In the form of the invention wherein the additive unit is designated 14, the ammonium chloride is delivered to the feed tank. This may be accomplished by diverting a portion of the fluid from the venturi 41 to this unit or may be accomplished by providing a by-pass unit, which may consist of a separate pump, for delivery of etchant to such unit.

A form of an ammonium chloride additive unit is illustrated in FIG. 2. In the form illustrated therein, a housing 50 is provided having a removable cover 51 and an inlet for etchant received, 52, in the cover portion thereof. Below the cover 51, a filter bag, capable of retaining an ammonium chloride supply is provided. An outlet 54 is provided on the side of housing 50 and the inlet level thereof is positioned to expose the etchant to the ammonium chloride for proper absorption thereof. The outlet from this unit is directed either to the reactor tank 33 or the feed tank 42.

A second form of the ammonium chloride additive unit is illustrated in FIG. 3. As shown therein, a housing 55 is provided and this housing 55 is provided with a separating baffle 56 having a fluid flow aperture or apertures 57 at the lower end thereof. This baffle 56 divides the housing into two compartments 58, 59 compartment 59 being filled with the ammonium chloride to be added to the etchant. A cover unit 61 is provided and an inlet 60 is provided through the cover for the introduction of etchant to the compartment 58. The housing 55 is provided with an outlet 62 communicating with the ammonium chloride compartment 59 and the flow of the etchant through the unit is obviously through the ammonium chloride.

Each of these additive units are arranged for ease of filling with additional ammonium chloride.

In a further modified form of the invention, wherein the additive unit is designated 15, the ammonium chloride is added directly to the etcher.

The introduction of the ammonium chloride into the etcher may be accomplished on a time or etch rate basis. The ammonium chloride may be introduced into the etcher in either a dry or solution condition. In a dry condition, an auger feed may be utilized and in a fluid solution condition a metering pump may be utilized.

With applicant's device, the etchant removed from the etcher for the removal of the copper ions therefrom is reused rather than discarded. The etchant returned to the etcher will be of a lower pH than that normally available in the etcher for proper etching rates but in practice, the amount of etchant removed at any one time and replaced to the etcher after material precipitation will not be sufficient to stop the etching procedure. Rather, the continuity of operation is obtained by not lowering the pH during precipitation to such an extent that total ammoniation of the etchant within the etcher would be required. The etchant returned to the etcher is obviously of a lower specific gravity than that delivered from the etchant and this situation is necessary for the continued and continuous etching of material in the etcher.

The recovery of the copper salts from the etchant, while etching is continually being performed is thought and believed to be unique to the art particularly when the entire etchant remains in the system and is not discarded for subsequent removal of the material removed by the etching process.

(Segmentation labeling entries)
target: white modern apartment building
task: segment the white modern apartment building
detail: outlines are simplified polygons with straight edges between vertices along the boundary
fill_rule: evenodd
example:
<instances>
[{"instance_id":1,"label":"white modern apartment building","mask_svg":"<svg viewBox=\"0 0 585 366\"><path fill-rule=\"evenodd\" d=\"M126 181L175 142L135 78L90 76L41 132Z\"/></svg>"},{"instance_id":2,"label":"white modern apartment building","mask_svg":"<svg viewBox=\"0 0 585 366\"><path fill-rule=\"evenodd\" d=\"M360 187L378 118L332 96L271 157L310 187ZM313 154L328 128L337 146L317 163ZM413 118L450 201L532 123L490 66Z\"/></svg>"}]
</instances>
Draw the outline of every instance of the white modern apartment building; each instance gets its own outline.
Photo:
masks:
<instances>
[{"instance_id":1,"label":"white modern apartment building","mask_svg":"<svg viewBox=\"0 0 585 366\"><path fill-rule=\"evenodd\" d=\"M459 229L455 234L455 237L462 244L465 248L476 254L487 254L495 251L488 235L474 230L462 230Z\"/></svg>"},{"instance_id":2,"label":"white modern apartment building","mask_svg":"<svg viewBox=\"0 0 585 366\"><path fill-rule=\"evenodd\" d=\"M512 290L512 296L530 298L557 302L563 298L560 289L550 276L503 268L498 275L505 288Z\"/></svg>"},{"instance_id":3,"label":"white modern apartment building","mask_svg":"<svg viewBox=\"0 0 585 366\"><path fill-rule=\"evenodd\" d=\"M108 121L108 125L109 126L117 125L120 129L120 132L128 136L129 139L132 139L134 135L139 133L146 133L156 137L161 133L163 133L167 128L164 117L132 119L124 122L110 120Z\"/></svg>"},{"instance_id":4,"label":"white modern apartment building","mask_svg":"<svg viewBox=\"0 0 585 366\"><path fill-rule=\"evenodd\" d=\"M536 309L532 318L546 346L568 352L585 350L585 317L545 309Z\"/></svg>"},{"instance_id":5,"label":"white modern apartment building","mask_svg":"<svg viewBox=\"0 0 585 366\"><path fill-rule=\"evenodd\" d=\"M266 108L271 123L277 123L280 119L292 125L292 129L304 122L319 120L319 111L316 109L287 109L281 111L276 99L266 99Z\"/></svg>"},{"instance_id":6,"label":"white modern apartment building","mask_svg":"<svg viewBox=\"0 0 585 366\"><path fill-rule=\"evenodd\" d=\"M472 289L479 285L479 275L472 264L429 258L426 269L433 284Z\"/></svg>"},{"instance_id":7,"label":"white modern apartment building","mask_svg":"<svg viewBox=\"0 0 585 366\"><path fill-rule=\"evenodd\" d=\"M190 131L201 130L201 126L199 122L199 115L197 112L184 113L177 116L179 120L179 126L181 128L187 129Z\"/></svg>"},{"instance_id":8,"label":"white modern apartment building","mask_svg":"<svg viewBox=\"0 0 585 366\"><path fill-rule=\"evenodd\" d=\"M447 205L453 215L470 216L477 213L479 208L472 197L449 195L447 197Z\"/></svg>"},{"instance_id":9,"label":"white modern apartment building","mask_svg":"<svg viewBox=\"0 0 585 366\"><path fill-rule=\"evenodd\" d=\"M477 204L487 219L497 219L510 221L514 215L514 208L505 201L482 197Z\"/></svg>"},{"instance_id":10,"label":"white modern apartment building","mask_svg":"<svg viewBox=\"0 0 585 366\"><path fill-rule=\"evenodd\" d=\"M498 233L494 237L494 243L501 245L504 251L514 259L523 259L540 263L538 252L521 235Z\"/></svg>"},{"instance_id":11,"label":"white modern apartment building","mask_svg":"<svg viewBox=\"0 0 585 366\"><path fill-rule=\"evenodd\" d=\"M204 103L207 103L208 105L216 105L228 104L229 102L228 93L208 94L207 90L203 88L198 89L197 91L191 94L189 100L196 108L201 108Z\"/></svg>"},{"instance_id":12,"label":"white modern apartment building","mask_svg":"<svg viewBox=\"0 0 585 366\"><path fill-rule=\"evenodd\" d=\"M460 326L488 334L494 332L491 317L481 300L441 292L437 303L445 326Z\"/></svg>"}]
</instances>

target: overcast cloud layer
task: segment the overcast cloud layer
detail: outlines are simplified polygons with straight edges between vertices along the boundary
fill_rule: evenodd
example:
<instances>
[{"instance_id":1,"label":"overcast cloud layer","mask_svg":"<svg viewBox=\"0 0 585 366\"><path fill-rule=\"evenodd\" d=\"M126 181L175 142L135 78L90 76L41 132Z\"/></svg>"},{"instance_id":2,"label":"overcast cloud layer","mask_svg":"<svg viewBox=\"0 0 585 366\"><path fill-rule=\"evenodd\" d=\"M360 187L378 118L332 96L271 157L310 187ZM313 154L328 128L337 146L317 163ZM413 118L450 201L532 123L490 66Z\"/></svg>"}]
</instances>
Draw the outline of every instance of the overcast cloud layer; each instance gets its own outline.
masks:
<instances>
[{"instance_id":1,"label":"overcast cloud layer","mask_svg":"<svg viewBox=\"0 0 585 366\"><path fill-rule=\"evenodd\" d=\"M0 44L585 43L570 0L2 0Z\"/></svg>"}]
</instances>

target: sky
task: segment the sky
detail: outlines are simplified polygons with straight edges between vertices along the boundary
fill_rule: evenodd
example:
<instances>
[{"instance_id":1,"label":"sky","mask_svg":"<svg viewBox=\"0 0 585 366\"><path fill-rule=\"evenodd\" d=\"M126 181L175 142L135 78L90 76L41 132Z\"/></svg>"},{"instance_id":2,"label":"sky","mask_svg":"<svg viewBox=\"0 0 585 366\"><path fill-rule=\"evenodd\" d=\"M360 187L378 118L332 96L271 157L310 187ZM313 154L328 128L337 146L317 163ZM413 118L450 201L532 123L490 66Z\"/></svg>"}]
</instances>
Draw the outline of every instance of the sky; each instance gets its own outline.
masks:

ACTIONS TO TAKE
**A.** Answer these questions from the etchant passage, one per line:
(i) What number designates the housing in the additive unit shown in FIG. 2?
(ii) What fills compartment 59 in the unit shown in FIG. 3?
(iii) What may be used to introduce dry ammonium chloride into the etcher?
**B.** Retype the etchant passage between "A second form" and "the ammonium chloride.", inclusive.
The segmentation labeling entries are separate material from the etchant passage.

TASK-BY-TASK SOLUTIONS
**A.**
(i) 50
(ii) The ammonium chloride to be added to the etchant
(iii) An auger feed

**B.**
A second form of the ammonium chloride additive unit is illustrated in FIG. 3. As shown therein, a housing 55 is provided and this housing 55 is provided with a separating baffle 56 having a fluid flow aperture or apertures 57 at the lower end thereof. This baffle 56 divides the housing into two compartments 58, 59 compartment 59 being filled with the ammonium chloride to be added to the etchant. A cover unit 61 is provided and an inlet 60 is provided through the cover for the introduction of etchant to the compartment 58. The housing 55 is provided with an outlet 62 communicating with the ammonium chloride compartment 59 and the flow of the etchant through the unit is obviously through the ammonium chloride.